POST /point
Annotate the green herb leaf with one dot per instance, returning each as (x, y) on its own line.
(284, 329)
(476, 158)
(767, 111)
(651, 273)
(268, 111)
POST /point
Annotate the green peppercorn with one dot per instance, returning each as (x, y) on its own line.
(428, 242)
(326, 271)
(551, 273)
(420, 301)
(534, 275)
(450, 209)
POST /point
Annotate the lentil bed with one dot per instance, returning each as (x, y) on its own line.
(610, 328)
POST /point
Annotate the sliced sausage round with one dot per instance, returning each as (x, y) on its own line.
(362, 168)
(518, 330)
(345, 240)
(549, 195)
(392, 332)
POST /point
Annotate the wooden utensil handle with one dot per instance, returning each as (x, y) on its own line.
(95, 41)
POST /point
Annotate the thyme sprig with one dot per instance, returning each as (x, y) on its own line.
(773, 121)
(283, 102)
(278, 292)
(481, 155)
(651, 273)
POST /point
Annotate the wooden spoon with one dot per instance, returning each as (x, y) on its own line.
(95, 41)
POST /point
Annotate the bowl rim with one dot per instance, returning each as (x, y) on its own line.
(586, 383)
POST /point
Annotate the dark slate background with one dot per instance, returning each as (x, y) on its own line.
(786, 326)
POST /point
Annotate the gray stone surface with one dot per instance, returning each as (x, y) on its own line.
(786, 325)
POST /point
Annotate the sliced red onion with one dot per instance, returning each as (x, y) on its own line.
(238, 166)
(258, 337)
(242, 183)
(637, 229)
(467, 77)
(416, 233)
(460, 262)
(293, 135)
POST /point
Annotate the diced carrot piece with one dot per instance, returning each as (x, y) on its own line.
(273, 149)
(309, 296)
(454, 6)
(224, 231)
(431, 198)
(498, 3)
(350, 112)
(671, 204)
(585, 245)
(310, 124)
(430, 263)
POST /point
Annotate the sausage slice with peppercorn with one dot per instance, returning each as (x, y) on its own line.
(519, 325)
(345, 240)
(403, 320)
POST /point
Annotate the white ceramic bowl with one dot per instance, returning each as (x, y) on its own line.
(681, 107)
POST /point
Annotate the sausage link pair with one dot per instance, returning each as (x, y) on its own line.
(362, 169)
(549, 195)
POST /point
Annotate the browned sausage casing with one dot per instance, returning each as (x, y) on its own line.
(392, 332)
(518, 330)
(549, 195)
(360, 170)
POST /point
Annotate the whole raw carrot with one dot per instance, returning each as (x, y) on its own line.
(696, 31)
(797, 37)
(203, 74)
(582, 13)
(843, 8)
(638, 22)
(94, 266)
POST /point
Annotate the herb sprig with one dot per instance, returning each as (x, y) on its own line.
:::
Repeat the listing exactly, from its first line to its last.

RESPONSE TO THIS TASK »
POST /point
Annotate the green herb leaf with one dot per instance, returning each as (x, y) on its own line.
(284, 329)
(476, 158)
(767, 111)
(651, 273)
(268, 111)
POST /point
Annotate the green peppercorn with one dot per instance, returning each as (x, y) on its own line.
(428, 242)
(326, 271)
(551, 273)
(420, 301)
(534, 275)
(450, 209)
POST /point
Annotate the lentil bed with one dot per instance, returning each as (x, y) on its own line.
(610, 328)
POST /point
Annotate the sliced sausage round with one dot per instance, returning each as (x, y) on its own line.
(362, 168)
(518, 330)
(345, 240)
(549, 195)
(392, 332)
POST /point
Annotate the wooden utensil handle with one dot per instance, returning each as (x, y) on its own line.
(95, 41)
POST /point
Annotate the thyme sprig with one dot per instance, returning each as (x, y) on its own line.
(773, 121)
(283, 102)
(278, 292)
(481, 155)
(651, 273)
POST /point
Annotate the wooden spoon with one dot per instance, returning each as (x, y) on its own line.
(95, 41)
POST /point
Annotate the bowl rim with one dot per instance, returning each as (x, y) on its own line.
(586, 383)
POST /point
Annotate the dark slate background with one dot per instance, returning each as (x, y) on its own line.
(786, 326)
POST /point
Annotate the gray stone surface with one dot per instance, returning each as (x, y) on its own line.
(786, 325)
POST /point
Annotate the sliced red onion with one dot per instance, returning each as (x, y) on its own line.
(238, 166)
(258, 337)
(242, 183)
(637, 229)
(467, 77)
(416, 233)
(460, 262)
(293, 135)
POST /point
Annotate the diced carrot piece with one dot per instance, returning each as (x, y) on its own line.
(273, 149)
(309, 296)
(454, 6)
(224, 231)
(431, 198)
(498, 3)
(350, 112)
(671, 204)
(585, 245)
(310, 124)
(430, 263)
POST /point
Annotate the sausage slice with peppercorn with one dot per instance, returning each as (x, y) on its own line.
(519, 325)
(345, 240)
(403, 320)
POST /point
Annotate the white ceramic bowl with one dot per instance, returning each as (x, y) on its own line.
(681, 107)
POST /point
Annotate the sausage link pair with one dot per instance, returning each as (x, y) on its own line.
(362, 169)
(549, 195)
POST /point
Annotate the browned sausage casing with one dot per instance, returning each as (x, y) on its own line.
(392, 332)
(518, 330)
(549, 195)
(360, 170)
POST /point
Annotate the whole raw carrot with one dot per instance, returning each as (x, y) on its own line.
(696, 31)
(797, 37)
(203, 74)
(582, 13)
(843, 8)
(638, 22)
(94, 266)
POST /point
Annotate the herb sprig with one dot per instance, returning each as (x, y) on its own line.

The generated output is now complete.